Tasks to perform ▸
1 - According to the article on the Jefferson banner, in what year did the Smithsonian Institution receive the letter offering to sell it?
2 - Rewrite the listing as a numbered list, leaving out blank lines, from the line containing "One marker for each instance of the road lane" through the end of the listing.

How Two 1950's Kids Playing on the Railroad Tracks Found a National Treasure




By Bethanee Bemis, Harry R. Rubenstein
SMITHSONIANMAG.COM
February 12, 2020

Sixty years later, curators at the National Museum of American History talked to the brothers who found a relic of the 1800 Adams and Jefferson election

In 1959, the Smithsonian Institution received a letter from Mrs. James “Shirley C.” Wade offering to sell a linen banner bearing an ink portrait of the third president of the United States, Thomas Jefferson. An eagle carried the Jefferson portrait victoriously aloft framed in a halo of seven-pointed stars. From the bird’s beak streamed a ribbon proclaiming: “T. Jefferson President of the United States. John Adams is No More.”

The imagery was crafted in the foment of a bitter campaign that was barely resolved by a voting system so flawed (a problem later clarified by the 12th amendment) that it required congressional intervention to deliver Jefferson’s victory. During the campaign, Jeffersonian Republicans accused John Adams of conspiring to establish a new monarchy aligned with the British, and the Federalist supporters of Adams warned that the godless Jefferson would bring an end to religion in the republic. The candidates’ campaigns were so contentious in their rhetoric and accusations that historians often referred to them as an extreme example of how low presidential contests can be.

Data supplied ▸
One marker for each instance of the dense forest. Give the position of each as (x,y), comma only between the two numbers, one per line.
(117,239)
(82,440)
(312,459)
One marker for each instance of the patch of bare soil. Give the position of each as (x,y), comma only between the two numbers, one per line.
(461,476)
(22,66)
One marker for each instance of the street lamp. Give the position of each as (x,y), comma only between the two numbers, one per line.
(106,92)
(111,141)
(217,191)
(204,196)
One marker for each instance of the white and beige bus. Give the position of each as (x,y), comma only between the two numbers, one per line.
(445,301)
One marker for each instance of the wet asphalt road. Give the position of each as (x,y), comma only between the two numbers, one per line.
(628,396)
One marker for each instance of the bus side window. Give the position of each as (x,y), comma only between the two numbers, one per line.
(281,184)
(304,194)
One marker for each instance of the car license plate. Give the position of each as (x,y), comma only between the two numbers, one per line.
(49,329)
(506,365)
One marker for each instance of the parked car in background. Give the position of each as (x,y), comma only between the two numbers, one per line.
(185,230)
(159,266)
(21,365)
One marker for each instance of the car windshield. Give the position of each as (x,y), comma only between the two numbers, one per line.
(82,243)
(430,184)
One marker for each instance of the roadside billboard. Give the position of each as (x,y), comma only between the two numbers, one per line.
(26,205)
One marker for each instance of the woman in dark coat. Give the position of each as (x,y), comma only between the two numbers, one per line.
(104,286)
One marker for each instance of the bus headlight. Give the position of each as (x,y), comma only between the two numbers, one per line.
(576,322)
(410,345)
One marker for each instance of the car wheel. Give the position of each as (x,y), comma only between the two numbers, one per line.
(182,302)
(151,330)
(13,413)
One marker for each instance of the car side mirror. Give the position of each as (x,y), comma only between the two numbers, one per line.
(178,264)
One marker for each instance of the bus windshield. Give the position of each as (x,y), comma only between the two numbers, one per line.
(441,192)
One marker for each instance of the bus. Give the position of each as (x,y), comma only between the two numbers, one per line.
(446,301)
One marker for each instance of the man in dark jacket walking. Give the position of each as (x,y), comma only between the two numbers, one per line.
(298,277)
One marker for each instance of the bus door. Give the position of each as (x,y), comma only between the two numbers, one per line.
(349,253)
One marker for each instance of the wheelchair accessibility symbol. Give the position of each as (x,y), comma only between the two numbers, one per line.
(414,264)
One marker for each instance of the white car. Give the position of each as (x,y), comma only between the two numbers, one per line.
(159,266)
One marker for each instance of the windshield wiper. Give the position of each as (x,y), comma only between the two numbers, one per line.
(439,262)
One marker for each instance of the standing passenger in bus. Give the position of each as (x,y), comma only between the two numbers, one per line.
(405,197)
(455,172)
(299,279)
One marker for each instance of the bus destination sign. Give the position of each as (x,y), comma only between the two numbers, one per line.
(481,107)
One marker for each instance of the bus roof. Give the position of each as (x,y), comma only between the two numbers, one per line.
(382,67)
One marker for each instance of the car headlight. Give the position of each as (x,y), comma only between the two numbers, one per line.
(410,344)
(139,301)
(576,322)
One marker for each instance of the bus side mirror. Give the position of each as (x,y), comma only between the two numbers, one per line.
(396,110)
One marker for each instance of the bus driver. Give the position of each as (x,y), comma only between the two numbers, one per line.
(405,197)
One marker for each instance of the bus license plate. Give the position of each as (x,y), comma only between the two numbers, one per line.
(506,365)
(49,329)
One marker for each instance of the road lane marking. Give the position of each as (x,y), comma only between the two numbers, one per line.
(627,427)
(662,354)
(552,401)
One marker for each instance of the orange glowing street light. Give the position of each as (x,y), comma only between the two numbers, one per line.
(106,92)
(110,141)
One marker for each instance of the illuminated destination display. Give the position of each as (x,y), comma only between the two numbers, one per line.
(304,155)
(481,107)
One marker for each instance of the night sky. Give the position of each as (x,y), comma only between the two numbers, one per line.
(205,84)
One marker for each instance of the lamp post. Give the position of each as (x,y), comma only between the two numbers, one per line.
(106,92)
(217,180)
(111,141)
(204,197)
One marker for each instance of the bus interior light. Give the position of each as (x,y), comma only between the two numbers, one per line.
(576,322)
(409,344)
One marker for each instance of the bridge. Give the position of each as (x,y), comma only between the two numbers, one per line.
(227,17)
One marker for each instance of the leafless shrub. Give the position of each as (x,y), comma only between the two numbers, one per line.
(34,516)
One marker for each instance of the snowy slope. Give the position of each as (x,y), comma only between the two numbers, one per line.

Answers to the exercises ▸
1 - 1959

2 -
1. One marker for each instance of the road lane marking. Give the position of each as (x,y), comma only between the two numbers, one per line.
2. (627,427)
3. (662,354)
4. (552,401)
5. One marker for each instance of the orange glowing street light. Give the position of each as (x,y), comma only between the two numbers, one per line.
6. (106,92)
7. (110,141)
8. One marker for each instance of the illuminated destination display. Give the position of each as (x,y), comma only between the two numbers, one per line.
9. (304,155)
10. (481,107)
11. One marker for each instance of the night sky. Give the position of each as (x,y), comma only between the two numbers, one per line.
12. (205,84)
13. One marker for each instance of the lamp post. Give the position of each as (x,y), comma only between the two numbers, one per line.
14. (106,92)
15. (217,180)
16. (111,141)
17. (204,197)
18. One marker for each instance of the bus interior light. Give the position of each as (x,y), comma only between the two numbers, one per line.
19. (576,322)
20. (409,344)
21. One marker for each instance of the bridge. Give the position of each as (x,y), comma only between the two numbers, one per line.
22. (227,17)
23. One marker for each instance of the leafless shrub. Give the position of each as (x,y), comma only between the two numbers, one per line.
24. (34,516)
25. One marker for each instance of the snowy slope. Give the position of each as (x,y), comma only between the two numbers, one per line.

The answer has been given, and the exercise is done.